[Stored data entries]
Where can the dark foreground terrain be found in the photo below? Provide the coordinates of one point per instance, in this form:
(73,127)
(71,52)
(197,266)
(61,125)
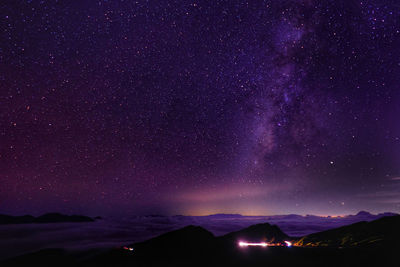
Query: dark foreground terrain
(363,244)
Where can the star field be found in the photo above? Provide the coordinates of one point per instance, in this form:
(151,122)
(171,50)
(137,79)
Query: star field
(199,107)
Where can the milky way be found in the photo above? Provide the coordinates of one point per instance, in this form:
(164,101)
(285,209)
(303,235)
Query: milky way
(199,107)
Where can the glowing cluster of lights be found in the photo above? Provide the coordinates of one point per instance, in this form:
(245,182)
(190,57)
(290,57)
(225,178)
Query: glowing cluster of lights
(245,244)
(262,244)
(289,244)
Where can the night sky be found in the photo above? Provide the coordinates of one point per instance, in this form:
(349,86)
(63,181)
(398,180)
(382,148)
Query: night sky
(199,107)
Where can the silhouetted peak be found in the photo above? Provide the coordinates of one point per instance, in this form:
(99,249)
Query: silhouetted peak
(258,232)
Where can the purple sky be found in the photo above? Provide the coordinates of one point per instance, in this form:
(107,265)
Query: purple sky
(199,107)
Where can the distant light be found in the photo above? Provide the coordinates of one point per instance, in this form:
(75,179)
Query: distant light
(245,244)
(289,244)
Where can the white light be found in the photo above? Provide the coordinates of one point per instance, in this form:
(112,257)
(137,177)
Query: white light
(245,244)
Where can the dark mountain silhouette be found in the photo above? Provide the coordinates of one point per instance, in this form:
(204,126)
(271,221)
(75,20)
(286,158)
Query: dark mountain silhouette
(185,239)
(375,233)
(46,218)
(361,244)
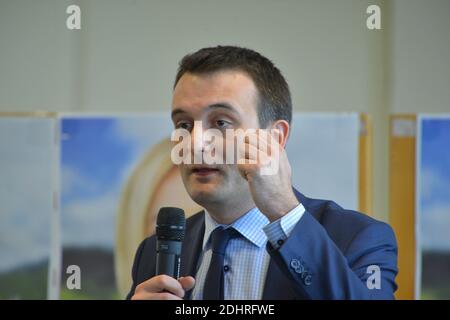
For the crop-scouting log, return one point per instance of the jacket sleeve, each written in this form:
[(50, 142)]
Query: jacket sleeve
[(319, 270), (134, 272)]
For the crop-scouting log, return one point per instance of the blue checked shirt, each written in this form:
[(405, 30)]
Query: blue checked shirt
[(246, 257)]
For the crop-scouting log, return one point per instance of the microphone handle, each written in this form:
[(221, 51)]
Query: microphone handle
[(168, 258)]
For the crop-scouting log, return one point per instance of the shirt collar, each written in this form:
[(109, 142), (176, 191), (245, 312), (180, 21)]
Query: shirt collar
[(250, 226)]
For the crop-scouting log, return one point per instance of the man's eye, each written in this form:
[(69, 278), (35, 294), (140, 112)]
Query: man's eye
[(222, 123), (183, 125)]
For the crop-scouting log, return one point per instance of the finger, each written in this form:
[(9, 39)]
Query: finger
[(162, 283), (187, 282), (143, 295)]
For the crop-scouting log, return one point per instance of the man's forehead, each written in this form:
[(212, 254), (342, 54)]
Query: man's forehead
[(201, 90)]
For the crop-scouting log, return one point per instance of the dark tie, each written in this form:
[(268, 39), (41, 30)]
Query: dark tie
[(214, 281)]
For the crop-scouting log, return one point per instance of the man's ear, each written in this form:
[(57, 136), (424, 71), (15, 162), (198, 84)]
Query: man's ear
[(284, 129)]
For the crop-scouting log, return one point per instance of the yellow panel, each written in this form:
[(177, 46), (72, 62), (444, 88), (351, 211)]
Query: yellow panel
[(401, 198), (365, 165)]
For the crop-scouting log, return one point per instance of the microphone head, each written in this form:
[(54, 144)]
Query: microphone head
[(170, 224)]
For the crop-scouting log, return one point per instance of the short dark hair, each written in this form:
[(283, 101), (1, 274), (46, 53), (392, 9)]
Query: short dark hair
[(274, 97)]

--

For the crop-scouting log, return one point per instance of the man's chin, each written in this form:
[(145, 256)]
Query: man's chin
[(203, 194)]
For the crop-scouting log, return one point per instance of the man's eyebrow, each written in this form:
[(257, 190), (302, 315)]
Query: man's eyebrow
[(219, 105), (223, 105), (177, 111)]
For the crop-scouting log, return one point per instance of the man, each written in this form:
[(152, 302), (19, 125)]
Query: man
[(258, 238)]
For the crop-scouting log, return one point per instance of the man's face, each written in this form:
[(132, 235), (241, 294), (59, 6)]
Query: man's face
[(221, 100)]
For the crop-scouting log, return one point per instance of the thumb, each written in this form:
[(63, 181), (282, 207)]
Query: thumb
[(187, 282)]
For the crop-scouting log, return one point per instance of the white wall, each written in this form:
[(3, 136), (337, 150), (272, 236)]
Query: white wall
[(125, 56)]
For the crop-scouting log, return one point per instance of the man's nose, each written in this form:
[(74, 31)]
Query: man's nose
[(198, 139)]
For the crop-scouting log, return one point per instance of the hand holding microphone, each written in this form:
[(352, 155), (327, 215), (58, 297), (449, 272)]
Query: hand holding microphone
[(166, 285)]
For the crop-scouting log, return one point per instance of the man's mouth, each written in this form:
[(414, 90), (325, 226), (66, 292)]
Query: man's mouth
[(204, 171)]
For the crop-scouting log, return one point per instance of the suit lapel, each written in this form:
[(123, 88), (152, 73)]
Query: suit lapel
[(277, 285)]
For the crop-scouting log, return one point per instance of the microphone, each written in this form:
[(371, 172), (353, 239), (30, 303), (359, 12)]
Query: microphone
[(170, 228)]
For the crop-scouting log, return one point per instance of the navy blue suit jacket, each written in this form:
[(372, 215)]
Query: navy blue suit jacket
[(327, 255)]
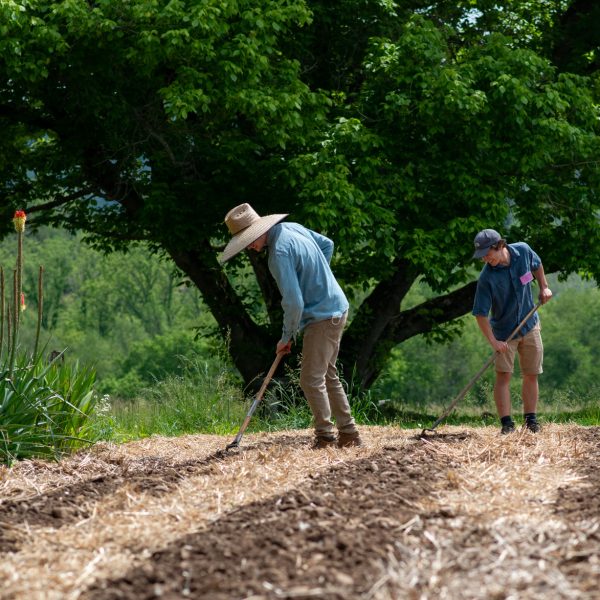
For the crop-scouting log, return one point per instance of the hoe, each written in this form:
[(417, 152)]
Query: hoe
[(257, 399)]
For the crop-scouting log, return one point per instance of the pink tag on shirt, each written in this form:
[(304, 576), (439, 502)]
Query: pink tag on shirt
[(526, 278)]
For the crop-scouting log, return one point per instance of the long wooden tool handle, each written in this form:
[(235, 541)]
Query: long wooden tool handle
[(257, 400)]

PROBLEM DETAILS: From the preceding records, count the lines where "above" occurs and reply with the number only.

RESPONSE TO THE TASK: 9